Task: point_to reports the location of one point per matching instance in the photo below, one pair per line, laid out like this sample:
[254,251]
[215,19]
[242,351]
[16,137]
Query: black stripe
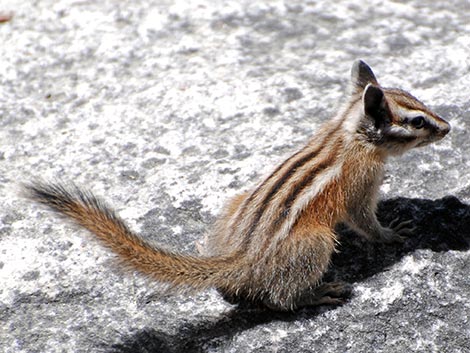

◆ ◆ ◆ ◆ ◆ ◆ ◆

*What this task involves*
Omit each picture, then return all of the listing exactly as it stands.

*Completed task*
Task: point_to reports the location of one point per matching instance in the photo below, one pair per line, laid out like this sample:
[254,251]
[215,19]
[242,351]
[16,137]
Query: black stripe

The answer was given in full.